**TASK ITEM**
Would you please return the lines of the entries below starting at the line that has "Q: Returning coordinates formatted like [128,151], pin" and ending at the line that has "Q: Returning coordinates formatted like [407,427], pin", both included, exactly as they are?

**DATA FOR THIS EXERCISE**
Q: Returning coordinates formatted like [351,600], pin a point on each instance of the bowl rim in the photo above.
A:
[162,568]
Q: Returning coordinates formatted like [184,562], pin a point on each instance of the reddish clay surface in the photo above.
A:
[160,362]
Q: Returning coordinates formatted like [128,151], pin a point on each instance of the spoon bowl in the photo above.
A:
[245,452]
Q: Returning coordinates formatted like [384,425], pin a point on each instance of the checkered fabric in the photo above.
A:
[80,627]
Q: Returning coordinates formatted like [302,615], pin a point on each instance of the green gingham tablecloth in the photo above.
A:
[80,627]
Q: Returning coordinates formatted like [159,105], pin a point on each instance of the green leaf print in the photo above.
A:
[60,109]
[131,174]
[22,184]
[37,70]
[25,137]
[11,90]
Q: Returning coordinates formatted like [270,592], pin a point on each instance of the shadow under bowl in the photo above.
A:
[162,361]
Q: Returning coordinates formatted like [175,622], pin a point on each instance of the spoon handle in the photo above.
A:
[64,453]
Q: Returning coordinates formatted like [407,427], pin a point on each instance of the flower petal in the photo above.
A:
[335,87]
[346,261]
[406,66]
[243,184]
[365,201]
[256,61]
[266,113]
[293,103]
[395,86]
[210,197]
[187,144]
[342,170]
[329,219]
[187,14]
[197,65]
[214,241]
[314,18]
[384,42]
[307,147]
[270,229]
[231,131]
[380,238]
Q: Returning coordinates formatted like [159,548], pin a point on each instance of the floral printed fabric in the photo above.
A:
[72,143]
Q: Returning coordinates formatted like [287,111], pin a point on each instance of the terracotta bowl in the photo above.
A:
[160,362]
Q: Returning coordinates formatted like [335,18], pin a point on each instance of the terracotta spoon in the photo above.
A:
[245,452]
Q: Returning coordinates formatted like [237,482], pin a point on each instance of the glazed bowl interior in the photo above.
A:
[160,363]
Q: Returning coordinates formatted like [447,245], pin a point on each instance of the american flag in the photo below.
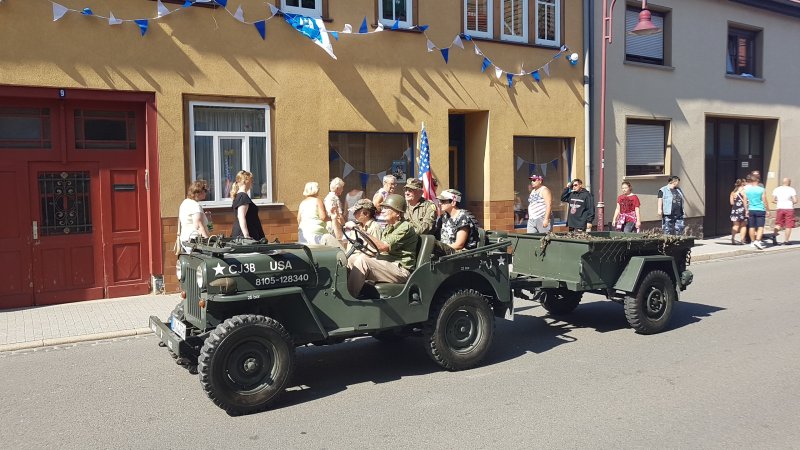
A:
[428,190]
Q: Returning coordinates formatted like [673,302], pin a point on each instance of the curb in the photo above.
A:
[73,339]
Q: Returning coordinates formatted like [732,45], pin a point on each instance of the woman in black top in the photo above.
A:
[247,223]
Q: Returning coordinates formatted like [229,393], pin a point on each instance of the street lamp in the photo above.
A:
[645,27]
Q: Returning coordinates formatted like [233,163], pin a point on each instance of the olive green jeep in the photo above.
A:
[246,306]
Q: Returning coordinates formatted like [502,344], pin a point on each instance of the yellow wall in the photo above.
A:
[385,82]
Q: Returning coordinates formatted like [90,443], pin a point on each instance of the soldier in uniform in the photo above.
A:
[397,247]
[420,212]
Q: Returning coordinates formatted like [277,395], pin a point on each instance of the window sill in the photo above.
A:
[649,65]
[739,77]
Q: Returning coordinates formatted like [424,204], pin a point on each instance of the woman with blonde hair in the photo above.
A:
[192,219]
[311,218]
[247,224]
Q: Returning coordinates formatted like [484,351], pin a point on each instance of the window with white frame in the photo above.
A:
[227,138]
[311,8]
[646,143]
[548,22]
[391,11]
[478,18]
[514,20]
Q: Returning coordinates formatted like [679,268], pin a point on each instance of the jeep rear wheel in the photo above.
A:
[246,363]
[649,312]
[461,331]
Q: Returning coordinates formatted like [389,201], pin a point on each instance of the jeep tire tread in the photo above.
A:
[460,330]
[651,308]
[246,363]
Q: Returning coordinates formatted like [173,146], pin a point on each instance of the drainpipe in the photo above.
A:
[588,51]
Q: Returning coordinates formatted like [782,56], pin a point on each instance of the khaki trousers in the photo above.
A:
[363,267]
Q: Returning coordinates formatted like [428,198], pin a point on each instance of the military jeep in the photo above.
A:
[246,306]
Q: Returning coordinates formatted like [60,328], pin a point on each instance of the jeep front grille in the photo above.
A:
[192,293]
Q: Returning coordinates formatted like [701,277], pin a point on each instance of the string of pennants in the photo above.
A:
[364,176]
[315,30]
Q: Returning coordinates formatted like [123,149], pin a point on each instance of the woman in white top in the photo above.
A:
[311,218]
[192,219]
[333,206]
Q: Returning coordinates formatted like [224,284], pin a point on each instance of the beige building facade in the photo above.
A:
[202,95]
[709,99]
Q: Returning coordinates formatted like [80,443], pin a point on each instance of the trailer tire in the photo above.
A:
[650,310]
[560,301]
[460,331]
[246,363]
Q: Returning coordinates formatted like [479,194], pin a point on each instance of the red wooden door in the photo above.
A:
[67,251]
[16,277]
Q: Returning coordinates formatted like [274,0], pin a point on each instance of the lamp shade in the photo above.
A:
[645,27]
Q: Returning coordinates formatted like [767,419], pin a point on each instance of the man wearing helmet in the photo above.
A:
[397,247]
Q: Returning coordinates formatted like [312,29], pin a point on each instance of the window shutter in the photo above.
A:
[644,46]
[645,144]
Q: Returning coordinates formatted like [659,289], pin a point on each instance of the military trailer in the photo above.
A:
[644,272]
[246,306]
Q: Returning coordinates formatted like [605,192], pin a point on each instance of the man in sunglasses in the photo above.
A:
[581,206]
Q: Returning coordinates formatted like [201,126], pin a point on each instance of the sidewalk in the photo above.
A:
[45,326]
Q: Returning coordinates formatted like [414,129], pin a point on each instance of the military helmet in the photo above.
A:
[396,202]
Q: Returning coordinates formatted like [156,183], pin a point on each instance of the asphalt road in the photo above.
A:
[725,376]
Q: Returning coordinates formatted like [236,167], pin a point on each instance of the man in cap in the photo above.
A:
[540,206]
[420,212]
[459,229]
[397,247]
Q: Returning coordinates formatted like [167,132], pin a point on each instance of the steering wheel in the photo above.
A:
[361,242]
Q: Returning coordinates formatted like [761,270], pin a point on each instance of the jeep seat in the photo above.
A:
[424,253]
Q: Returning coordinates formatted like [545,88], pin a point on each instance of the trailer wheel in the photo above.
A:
[560,301]
[649,312]
[246,363]
[460,332]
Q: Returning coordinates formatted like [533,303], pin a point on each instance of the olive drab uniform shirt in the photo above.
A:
[402,241]
[422,216]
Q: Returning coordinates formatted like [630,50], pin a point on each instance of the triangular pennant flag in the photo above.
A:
[486,63]
[347,169]
[59,11]
[113,20]
[261,26]
[239,14]
[142,25]
[162,10]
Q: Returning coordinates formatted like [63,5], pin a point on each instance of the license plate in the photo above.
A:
[178,327]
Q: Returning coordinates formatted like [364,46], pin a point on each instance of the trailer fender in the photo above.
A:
[639,266]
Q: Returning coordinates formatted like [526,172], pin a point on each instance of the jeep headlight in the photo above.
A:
[201,276]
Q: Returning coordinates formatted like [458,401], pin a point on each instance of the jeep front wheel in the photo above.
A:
[460,332]
[649,312]
[246,363]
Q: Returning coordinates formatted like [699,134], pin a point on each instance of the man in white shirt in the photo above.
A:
[785,197]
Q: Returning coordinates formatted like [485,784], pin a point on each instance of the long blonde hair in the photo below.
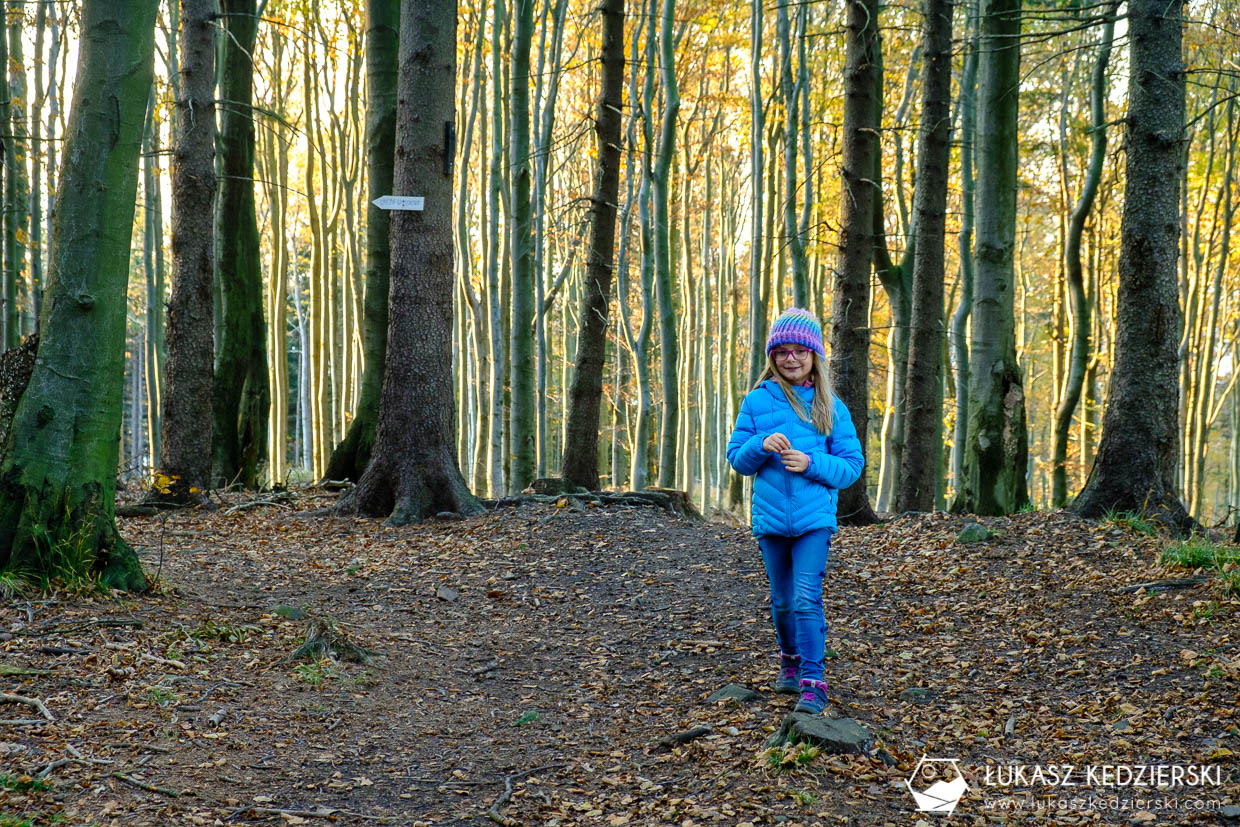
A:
[822,411]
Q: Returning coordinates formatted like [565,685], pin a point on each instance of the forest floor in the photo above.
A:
[531,661]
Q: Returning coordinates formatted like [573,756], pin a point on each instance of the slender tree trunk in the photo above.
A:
[58,473]
[241,394]
[850,293]
[1135,468]
[413,471]
[965,244]
[1074,272]
[187,398]
[757,165]
[494,274]
[582,444]
[668,346]
[382,27]
[897,280]
[521,423]
[923,418]
[17,181]
[996,449]
[9,321]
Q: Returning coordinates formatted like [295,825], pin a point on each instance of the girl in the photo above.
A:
[800,442]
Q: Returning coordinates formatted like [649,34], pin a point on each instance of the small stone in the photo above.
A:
[916,694]
[837,735]
[972,532]
[734,692]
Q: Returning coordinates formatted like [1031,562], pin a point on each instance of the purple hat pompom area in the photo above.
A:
[796,326]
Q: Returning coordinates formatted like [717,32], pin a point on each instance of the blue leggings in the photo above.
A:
[795,567]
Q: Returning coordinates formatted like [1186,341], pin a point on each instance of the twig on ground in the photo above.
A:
[1176,583]
[176,665]
[254,504]
[150,787]
[321,811]
[494,812]
[30,702]
[676,739]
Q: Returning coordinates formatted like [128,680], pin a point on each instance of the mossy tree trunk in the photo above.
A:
[382,29]
[241,396]
[58,475]
[996,449]
[1135,468]
[413,470]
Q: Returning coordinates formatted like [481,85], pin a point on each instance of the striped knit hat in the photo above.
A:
[796,326]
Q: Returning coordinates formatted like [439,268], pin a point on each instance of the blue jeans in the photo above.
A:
[795,567]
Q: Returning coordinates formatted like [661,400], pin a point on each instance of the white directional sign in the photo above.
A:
[399,202]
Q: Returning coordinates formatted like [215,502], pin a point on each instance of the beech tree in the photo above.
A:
[1135,468]
[582,432]
[413,470]
[996,446]
[923,419]
[242,393]
[186,444]
[382,27]
[850,295]
[58,470]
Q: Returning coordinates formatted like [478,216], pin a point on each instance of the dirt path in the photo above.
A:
[549,650]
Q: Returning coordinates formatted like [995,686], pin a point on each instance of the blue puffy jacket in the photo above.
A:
[786,502]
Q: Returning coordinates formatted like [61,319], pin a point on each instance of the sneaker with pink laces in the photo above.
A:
[814,697]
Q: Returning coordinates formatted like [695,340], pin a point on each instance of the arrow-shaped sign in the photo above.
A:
[399,202]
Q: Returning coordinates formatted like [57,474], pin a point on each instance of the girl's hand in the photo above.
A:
[795,460]
[776,443]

**RESULT OF THIS TASK**
Q: Returning coordinates formatted like [128,151], pin a point on each instance of the spoon bowl in the photo above.
A:
[245,452]
Q: Returning coordinates formatted like [384,425], pin a point on each instance of the checkered fabric in the photo above.
A:
[80,627]
Q: Returning coordinates formatted like [302,615], pin a point on each instance of the green gingham tablecloth in the photo above.
A:
[80,627]
Q: Returning coordinates formatted like [159,105], pin a point on each instance of the green leaf print in the photo above.
A:
[60,109]
[131,174]
[22,184]
[37,70]
[25,137]
[11,90]
Q: Returning coordinates formatted like [270,592], pin a point on each instance of the shadow under bowl in the photo above.
A:
[162,361]
Q: Returning coordinates formatted like [175,622], pin a point on each instance of the spoon handle in the photo above.
A:
[64,453]
Q: Returning coordinates formatted like [407,427], pin a point on each instance of the flower petal in the photo above.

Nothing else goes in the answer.